# RECORDS TO PROCESS start

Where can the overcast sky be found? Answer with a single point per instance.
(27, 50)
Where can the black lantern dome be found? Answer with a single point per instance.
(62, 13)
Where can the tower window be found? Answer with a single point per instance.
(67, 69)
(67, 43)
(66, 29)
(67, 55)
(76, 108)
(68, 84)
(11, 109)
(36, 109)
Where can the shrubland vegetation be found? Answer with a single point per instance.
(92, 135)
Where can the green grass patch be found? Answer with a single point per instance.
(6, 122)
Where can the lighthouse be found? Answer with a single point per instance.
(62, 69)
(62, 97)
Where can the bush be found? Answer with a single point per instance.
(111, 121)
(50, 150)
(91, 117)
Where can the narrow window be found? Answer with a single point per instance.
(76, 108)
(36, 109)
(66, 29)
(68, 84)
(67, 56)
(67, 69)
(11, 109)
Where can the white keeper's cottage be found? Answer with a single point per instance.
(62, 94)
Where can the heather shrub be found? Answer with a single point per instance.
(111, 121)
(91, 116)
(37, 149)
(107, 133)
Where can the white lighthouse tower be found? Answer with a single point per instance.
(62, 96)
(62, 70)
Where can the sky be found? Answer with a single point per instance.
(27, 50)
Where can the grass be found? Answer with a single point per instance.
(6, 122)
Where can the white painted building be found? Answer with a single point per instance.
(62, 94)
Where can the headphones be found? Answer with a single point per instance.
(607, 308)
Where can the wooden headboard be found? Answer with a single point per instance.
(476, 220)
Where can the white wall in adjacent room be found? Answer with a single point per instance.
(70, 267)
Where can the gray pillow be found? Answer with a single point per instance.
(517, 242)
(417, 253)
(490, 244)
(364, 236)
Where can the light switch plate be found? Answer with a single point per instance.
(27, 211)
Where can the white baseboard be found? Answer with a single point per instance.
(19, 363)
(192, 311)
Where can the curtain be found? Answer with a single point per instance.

# RECORDS TO PROCESS end

DO THIS => Rewrite every one of the records above, substituting "one point" for "single point" wherever it occurs and leaving everything else unchanged.

OUTPUT OF THE TASK =>
Where can the overcast sky be found? Answer with a one point per instance.
(27, 50)
Where can the black lantern dome be found? Answer with a one point per instance.
(62, 13)
Where can the tower window be found? Answer with a one point per instance.
(67, 69)
(67, 43)
(66, 29)
(67, 55)
(76, 108)
(68, 84)
(11, 109)
(36, 109)
Where can the shrubland vegetation be found? Answer with a one point per instance.
(92, 135)
Where can the green grass patch be found? Answer with a one point per instance.
(6, 122)
Where can the lighthouse be found? Answer with a one point per instance.
(62, 69)
(62, 97)
Where can the bush be found? Answer with a one point per instance.
(111, 121)
(50, 150)
(91, 117)
Where can the narrow window be found? Answer with a one point per instance.
(76, 108)
(36, 109)
(66, 29)
(68, 84)
(67, 56)
(67, 69)
(11, 109)
Where can the white keeper's cottage be found? Answer with a one point per instance.
(62, 94)
Where can the heather shrub be found? Answer with a one point per instance.
(111, 121)
(91, 116)
(37, 149)
(107, 133)
Where can the white lighthouse tower be found? Answer with a one point per instance.
(62, 96)
(62, 70)
Where can the sky be found? Answer with a one point per instance.
(27, 50)
Where can the grass be found? Answer with a one point per instance.
(6, 122)
Where can the white painted building be found? Answer with a one point per instance.
(62, 94)
Where can the headphones be found? Answer with a one point per instance.
(607, 308)
Where can the wooden headboard be found? Answer with a one point per instance.
(476, 220)
Where can the white wall in adjacent room be found? Answer with a one point per instance.
(70, 267)
Where can the gray pillow be found? Answer with a one point per instance.
(517, 242)
(417, 253)
(490, 244)
(364, 236)
Where can the light switch plate be found? Answer with a one point per instance.
(27, 211)
Where can the white baseboard be found? Answer with a one point per instance.
(19, 363)
(192, 311)
Where can the curtain be found? Answer with a one point per instance.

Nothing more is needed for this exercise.